*Task instructions*
Print the lines of the entries below word for word, from the line containing "Draw the outline of every instance of the black" through the line containing "31L65 172L229 165L229", including both of those lines.

>> start Exercise data

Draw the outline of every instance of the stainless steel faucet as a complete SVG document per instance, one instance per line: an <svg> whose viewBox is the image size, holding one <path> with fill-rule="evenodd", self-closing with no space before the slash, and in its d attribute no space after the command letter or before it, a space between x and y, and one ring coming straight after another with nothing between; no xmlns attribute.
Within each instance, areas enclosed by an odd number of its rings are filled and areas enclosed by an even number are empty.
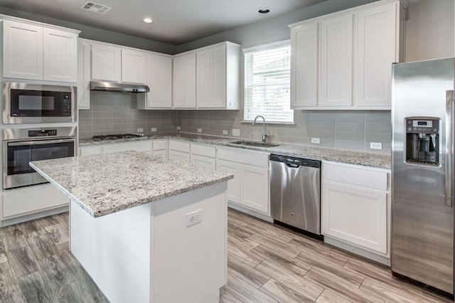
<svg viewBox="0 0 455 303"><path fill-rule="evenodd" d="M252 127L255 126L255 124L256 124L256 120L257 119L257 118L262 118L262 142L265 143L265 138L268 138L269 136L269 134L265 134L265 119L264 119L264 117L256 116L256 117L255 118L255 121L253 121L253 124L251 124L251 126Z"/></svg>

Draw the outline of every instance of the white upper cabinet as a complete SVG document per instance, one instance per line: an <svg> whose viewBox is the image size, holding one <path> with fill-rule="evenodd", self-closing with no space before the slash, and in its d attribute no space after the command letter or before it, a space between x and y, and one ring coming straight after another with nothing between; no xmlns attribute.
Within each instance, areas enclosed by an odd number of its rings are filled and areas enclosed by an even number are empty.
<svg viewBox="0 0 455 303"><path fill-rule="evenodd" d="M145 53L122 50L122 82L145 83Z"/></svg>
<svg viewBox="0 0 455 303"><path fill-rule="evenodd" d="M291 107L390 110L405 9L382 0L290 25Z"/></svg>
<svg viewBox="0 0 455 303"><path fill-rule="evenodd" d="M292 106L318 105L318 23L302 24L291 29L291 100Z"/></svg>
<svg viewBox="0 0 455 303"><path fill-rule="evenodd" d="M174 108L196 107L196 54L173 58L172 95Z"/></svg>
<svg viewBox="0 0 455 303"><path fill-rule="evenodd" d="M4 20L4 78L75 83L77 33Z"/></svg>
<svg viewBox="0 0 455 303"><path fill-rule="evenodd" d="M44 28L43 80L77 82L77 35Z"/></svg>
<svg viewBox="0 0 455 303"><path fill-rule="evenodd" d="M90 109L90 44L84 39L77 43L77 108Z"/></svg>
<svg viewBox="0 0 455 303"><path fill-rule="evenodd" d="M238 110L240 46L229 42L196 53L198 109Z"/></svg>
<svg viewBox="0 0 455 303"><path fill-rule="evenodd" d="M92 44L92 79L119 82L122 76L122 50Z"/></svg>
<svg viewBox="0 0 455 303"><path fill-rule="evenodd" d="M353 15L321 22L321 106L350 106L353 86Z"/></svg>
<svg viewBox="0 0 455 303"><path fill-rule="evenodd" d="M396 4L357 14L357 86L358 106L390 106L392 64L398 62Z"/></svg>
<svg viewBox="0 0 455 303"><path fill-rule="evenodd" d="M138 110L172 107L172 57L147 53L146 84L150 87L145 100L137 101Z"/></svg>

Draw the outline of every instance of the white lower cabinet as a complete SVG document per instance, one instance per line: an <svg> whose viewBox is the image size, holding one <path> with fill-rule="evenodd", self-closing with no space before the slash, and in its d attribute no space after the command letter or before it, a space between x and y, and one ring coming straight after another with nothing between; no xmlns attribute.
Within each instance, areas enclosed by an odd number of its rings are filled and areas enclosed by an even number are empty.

>> end Exercise data
>> start Exercise data

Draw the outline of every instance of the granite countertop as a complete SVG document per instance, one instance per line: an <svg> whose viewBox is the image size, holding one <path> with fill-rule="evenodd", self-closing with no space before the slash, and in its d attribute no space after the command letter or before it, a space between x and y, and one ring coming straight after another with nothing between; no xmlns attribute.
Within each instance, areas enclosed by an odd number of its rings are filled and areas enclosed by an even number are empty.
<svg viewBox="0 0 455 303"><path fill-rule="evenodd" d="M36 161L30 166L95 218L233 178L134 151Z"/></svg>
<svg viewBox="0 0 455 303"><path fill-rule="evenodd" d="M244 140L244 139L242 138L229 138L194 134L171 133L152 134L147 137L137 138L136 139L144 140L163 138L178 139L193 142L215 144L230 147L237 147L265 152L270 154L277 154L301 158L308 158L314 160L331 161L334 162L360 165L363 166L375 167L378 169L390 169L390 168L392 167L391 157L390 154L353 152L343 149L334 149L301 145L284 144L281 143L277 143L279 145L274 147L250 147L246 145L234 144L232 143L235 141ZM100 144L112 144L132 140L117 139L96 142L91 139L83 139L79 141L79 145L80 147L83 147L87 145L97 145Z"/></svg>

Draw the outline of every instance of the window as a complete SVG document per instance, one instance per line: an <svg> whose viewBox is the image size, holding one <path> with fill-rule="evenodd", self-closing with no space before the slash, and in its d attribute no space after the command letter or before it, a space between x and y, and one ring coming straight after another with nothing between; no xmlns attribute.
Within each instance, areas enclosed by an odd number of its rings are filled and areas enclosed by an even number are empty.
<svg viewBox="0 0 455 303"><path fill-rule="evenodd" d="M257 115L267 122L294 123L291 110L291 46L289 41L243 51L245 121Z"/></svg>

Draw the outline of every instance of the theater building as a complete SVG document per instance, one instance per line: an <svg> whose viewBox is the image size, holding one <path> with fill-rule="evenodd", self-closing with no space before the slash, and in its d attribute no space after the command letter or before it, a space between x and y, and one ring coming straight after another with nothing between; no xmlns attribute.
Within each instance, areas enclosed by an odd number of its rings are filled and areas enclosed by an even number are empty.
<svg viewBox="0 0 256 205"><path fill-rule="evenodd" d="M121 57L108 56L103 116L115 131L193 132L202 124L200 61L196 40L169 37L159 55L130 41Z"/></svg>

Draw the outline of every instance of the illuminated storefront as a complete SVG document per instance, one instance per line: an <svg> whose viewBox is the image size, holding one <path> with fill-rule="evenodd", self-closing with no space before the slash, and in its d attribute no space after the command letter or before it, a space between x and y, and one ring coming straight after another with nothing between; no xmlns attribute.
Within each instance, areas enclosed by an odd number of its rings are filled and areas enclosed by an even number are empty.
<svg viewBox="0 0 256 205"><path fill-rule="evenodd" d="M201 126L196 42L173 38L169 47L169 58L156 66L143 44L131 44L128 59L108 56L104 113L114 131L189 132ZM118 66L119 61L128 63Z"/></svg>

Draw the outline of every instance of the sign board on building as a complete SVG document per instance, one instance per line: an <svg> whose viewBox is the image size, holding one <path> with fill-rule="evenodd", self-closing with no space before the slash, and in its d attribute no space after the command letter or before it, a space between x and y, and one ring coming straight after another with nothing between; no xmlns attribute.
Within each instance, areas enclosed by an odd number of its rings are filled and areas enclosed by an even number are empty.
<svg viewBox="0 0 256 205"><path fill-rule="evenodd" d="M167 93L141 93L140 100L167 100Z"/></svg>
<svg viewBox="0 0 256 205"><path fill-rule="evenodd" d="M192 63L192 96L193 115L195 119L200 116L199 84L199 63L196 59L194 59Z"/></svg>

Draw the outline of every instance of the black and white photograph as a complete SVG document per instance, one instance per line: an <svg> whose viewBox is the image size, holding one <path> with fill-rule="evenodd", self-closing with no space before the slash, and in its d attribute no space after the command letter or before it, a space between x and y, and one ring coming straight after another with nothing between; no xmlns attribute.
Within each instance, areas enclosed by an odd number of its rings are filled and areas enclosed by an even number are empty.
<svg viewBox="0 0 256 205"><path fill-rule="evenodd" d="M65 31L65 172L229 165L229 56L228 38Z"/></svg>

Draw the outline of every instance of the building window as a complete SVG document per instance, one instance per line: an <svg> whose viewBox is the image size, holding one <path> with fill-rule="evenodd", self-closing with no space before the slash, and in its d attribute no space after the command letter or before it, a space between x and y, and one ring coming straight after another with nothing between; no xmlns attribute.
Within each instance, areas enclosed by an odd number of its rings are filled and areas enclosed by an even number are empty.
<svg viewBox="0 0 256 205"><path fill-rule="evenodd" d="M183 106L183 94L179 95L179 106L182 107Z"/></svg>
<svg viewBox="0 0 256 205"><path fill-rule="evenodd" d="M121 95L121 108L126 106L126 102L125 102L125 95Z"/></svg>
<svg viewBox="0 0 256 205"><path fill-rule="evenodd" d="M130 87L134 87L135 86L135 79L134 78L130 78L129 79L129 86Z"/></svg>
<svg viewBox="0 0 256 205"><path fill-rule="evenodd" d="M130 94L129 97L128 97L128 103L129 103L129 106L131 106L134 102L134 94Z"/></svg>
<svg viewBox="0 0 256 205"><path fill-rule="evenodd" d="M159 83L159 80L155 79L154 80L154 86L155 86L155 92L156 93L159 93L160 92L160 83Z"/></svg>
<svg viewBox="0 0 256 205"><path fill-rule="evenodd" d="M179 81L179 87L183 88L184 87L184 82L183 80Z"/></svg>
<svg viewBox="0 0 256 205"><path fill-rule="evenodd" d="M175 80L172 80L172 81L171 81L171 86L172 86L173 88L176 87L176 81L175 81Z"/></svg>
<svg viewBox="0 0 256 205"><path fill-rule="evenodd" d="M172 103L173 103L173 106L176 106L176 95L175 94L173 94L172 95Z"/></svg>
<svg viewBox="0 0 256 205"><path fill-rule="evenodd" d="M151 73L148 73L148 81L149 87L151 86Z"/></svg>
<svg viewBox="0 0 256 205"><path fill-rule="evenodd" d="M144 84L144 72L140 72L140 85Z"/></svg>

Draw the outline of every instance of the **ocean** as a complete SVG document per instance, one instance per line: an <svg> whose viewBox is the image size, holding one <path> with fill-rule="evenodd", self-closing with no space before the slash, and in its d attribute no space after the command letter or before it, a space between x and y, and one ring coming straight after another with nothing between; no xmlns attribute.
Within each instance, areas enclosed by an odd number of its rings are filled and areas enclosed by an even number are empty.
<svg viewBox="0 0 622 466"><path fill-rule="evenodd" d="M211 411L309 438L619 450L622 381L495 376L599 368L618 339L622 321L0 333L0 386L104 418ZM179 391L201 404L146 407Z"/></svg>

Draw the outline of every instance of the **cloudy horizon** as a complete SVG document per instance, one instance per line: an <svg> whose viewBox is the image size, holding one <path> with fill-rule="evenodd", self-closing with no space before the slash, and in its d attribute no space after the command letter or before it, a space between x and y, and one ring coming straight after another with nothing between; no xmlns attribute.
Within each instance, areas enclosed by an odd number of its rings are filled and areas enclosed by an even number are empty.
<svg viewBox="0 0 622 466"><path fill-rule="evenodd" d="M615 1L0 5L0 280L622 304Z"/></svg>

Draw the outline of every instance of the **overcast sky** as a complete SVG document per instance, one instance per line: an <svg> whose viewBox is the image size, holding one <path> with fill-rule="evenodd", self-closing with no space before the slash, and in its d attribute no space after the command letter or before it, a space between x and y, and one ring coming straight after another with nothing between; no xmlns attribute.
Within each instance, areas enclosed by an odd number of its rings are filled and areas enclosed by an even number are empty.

>> end Exercise data

*Expected answer*
Draw the outline of every instance of the black and white photograph as a complete SVG document per instance, one instance per line: an <svg> whose viewBox is the image size, holding one <path> with fill-rule="evenodd", self-closing with no space before the slash, and in its d attribute no space after the command letter or before it, a space between x and y, and one ring coming straight after another with nothing between; no xmlns attribute.
Within each instance, areas enclosed by an odd number of its rings are filled and areas enclosed by an even number are empty.
<svg viewBox="0 0 256 205"><path fill-rule="evenodd" d="M65 31L65 172L229 165L229 56L228 38Z"/></svg>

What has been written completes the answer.